◆ **SUPPLIED MATERIAL**

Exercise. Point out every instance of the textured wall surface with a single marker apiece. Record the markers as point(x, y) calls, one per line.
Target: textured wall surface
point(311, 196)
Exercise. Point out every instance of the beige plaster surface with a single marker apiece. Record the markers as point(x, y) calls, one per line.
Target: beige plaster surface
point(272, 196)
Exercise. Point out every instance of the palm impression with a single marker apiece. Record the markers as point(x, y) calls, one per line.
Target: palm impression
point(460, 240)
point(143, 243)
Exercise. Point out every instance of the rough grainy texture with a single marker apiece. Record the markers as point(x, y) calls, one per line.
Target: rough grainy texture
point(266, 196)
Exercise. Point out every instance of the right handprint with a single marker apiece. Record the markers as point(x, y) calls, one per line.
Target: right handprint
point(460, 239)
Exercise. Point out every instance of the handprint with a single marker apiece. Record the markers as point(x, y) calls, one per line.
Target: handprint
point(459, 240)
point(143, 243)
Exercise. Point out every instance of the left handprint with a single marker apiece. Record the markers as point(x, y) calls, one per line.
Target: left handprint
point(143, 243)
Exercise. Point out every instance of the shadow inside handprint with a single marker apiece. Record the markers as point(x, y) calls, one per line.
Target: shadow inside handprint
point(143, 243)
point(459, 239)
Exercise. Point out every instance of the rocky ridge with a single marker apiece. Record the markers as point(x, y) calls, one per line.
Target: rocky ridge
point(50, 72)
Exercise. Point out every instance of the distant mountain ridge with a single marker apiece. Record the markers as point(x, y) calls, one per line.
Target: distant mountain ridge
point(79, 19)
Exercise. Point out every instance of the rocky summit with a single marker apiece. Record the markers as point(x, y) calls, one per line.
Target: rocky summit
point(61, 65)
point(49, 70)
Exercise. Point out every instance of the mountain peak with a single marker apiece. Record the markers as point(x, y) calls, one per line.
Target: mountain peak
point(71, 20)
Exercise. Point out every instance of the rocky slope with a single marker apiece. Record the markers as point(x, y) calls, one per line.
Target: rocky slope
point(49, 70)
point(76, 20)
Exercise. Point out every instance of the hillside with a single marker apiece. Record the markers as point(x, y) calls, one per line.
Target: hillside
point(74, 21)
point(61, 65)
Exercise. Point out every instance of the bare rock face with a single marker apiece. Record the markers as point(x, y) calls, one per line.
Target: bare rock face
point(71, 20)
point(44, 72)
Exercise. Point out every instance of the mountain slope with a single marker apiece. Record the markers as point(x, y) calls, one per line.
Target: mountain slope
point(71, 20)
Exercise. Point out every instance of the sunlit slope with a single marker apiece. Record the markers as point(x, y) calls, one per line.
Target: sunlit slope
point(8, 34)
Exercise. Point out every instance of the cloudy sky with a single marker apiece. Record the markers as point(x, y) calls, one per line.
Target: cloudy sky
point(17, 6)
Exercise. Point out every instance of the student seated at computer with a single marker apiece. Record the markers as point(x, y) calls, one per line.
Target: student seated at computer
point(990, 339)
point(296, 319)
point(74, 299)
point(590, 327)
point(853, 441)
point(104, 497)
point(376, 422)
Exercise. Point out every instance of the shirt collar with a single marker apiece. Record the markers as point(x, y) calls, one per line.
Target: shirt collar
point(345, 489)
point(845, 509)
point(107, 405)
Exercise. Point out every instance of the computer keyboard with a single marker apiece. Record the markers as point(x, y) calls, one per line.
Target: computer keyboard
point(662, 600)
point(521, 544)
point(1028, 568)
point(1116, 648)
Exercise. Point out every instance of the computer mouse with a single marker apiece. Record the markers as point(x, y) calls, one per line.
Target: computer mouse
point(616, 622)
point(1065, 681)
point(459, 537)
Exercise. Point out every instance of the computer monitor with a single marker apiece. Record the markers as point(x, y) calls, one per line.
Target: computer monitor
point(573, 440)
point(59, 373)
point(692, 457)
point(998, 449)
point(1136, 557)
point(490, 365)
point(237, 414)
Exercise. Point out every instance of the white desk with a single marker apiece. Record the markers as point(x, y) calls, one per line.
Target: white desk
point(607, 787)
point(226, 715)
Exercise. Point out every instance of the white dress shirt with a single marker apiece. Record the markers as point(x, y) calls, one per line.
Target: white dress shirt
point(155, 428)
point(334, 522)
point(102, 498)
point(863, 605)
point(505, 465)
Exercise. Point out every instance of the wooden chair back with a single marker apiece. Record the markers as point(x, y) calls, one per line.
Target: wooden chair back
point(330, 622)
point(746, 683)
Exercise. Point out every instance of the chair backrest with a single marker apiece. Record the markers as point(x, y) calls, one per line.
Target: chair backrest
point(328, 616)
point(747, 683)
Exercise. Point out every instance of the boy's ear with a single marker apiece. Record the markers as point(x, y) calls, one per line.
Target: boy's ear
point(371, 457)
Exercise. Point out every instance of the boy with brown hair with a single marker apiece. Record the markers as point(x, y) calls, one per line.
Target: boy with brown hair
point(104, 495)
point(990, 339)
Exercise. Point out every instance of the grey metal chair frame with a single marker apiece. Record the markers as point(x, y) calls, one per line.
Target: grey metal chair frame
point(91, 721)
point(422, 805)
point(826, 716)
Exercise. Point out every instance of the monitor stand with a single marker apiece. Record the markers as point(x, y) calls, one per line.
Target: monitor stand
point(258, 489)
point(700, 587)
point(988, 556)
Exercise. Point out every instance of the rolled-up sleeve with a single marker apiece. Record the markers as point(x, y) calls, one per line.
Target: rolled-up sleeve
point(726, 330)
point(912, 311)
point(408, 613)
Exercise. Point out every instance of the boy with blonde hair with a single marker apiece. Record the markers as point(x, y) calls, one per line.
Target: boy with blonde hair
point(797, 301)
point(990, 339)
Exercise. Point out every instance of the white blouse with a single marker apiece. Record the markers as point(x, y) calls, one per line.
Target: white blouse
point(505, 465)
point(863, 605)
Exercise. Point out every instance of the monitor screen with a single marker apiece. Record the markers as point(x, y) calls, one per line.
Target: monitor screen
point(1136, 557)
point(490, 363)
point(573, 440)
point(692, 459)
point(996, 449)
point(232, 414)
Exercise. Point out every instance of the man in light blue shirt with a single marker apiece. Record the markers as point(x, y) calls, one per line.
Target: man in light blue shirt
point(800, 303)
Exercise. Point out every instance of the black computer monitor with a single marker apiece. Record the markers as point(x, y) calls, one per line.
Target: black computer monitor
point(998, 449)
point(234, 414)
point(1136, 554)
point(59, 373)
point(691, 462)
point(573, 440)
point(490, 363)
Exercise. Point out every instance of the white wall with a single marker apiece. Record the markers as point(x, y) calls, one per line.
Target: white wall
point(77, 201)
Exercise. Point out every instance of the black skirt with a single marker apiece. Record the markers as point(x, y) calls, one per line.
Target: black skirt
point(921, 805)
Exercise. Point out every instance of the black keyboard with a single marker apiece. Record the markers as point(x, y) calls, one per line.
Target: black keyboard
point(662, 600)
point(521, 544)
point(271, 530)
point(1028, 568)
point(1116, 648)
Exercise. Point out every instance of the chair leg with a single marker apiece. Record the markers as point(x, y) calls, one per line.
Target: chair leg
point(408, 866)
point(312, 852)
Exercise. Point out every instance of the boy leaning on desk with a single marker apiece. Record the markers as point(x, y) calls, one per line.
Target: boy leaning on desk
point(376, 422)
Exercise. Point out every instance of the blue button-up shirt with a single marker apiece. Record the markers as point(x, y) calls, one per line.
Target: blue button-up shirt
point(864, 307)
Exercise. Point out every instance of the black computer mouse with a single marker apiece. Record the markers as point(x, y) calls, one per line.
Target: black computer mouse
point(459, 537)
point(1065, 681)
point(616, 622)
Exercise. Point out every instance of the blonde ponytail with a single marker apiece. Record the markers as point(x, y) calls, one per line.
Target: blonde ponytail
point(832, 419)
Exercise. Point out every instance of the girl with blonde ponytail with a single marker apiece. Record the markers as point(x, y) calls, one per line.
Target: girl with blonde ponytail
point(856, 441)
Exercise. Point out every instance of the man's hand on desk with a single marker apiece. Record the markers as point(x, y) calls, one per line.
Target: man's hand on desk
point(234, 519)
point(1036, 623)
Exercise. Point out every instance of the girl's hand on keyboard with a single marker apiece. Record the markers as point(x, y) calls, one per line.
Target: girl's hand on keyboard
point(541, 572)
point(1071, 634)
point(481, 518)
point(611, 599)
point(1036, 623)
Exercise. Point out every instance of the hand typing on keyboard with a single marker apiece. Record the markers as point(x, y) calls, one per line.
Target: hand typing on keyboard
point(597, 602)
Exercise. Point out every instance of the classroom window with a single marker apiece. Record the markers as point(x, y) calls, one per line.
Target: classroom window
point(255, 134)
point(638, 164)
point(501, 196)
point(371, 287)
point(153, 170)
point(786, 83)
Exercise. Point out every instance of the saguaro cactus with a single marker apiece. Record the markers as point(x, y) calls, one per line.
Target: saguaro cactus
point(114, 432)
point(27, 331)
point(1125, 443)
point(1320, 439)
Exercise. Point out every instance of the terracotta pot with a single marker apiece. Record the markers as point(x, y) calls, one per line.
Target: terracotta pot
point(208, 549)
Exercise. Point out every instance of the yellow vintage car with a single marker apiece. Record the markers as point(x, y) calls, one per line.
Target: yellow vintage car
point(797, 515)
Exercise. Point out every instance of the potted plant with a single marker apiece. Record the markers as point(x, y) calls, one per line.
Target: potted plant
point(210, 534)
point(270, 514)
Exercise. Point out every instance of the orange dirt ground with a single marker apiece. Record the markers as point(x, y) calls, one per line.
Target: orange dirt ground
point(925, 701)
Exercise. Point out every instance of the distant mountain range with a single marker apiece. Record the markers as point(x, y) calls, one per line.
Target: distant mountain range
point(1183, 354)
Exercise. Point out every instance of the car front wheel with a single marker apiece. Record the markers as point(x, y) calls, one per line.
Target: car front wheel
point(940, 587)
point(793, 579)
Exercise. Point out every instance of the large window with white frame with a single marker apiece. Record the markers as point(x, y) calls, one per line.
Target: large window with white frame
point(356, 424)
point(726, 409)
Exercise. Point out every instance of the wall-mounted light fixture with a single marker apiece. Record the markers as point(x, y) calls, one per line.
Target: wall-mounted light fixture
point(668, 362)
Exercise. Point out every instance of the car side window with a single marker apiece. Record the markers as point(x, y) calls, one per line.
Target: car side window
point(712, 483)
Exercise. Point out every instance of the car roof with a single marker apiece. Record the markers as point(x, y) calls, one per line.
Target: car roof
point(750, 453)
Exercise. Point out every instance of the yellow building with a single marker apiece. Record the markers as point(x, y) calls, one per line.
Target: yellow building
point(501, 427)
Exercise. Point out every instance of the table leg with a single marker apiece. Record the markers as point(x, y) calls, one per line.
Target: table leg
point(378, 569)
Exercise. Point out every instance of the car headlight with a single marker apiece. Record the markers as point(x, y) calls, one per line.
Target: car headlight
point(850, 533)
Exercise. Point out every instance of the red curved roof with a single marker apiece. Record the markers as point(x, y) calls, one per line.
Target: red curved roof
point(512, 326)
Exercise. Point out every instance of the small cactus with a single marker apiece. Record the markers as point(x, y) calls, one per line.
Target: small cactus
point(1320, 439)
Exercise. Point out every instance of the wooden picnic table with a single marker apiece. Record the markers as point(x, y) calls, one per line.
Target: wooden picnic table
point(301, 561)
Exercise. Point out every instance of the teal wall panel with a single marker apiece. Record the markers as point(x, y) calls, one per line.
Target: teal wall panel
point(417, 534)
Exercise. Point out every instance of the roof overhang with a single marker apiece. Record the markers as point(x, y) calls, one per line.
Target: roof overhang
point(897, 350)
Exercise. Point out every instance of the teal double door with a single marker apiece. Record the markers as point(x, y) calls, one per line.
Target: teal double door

◆ **DO THIS**
Transcribe the stretch of the data above from the line containing "Exercise. Point out every instance of the monitor stand" through the line containing "point(408, 613)", reproducing each line without alteration.

◆ **WRITTEN ANSWER**
Exercise. Point out every instance of the monitor stand with a single marker apiece. Record the markers as point(x, y) calls, one per line.
Target: monitor stand
point(258, 489)
point(700, 587)
point(988, 556)
Exercise. Point out every instance of the rolled-up sleeve with a single marker apiece. Record the markers as point(x, y) calls, one per line.
Target: rolled-up sleeve
point(726, 330)
point(912, 311)
point(408, 613)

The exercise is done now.